--- Trecho da página ---

:::

O Quilombo de Bombas, no estado de São Paulo, acolheu com satisfação uma decisão judicial que garante o título de propriedade de seu território ancestral, hoje sobreposto ao Parque Estadual Turístico do Alto Ribeira (Petar).
Com a decisão, a comunidade passará a coadministrar o território com a Fundação Florestal, responsável pela administração das áreas protegidas do estado; isso também significa que a comunidade é livre para usar os recursos naturais da forma que achar melhor.
Os órgãos governamentais envolvidos no processo reconheceram que os quilombolas tendem a estar entre os melhores administradores ambientais do país.
Apesar da vitória, a maioria dos quase 500 quilombos em todo o Brasil permanece oficialmente não reconhecida, com apenas um em cada oito quilombolas vivendo em territórios formalmente titulados.
Após vencer uma ação judicial histórica no final do ano passado, uma comunidade tradicional quilombola finalmente obteve o reconhecimento legal de suas terras localizadas no Parque Estadual Turístico do Alto Ribeira (Petar), em São Paulo, uma área protegida.
Segundo especialistas jurídicos, a decisão é uma vitória significativa para a comunidade do Quilombo de Bombas, que vive na área há mais de cem anos. O reconhecimento legal de sua terra também estabelece um precedente importante para outras comunidades no Brasil cujos territórios se sobrepõem a unidades de conservação de proteção integral.

:::

--- Dados ---

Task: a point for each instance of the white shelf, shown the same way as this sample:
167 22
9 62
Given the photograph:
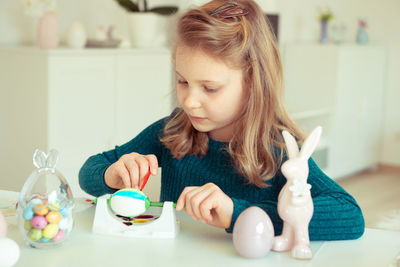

:::

--- Tarefas ---
1 > Traduza para o inglês esta frase do texto sobre o Quilombo de Bombas: "Os órgãos governamentais envolvidos no processo reconheceram que os quilombolas tendem a estar entre os melhores administradores ambientais do país."
2 > Liste, sem repetições, todos os nomes próprios de lugares, comunidades e instituições que aparecem no texto sobre o Quilombo de Bombas.
3 > Segundo o texto sobre o Quilombo de Bombas, as afirmações a seguir estão corretas? Responda "sim" ou "não" a cada uma e cite as palavras do texto que decidem a resposta. (a) A comunidade vive na área há mais de cem anos. (b) A maioria dos quilombos do Brasil já é oficialmente reconhecida. (c) A comunidade vai administrar o território sozinha, sem a Fundação Florestal.

--- Respostas dos exercícios ---
1 > The government agencies involved in the process recognized that quilombolas tend to be among the best environmental stewards in the country.

2 > Quilombo de Bombas; São Paulo; Parque Estadual Turístico do Alto Ribeira (Petar); Fundação Florestal; Brasil

3 >
(a) Sim: "que vive na área há mais de cem anos".
(b) Não: "a maioria dos quase 500 quilombos em todo o Brasil permanece oficialmente não reconhecida".
(c) Não: "a comunidade passará a coadministrar o território com a Fundação Florestal".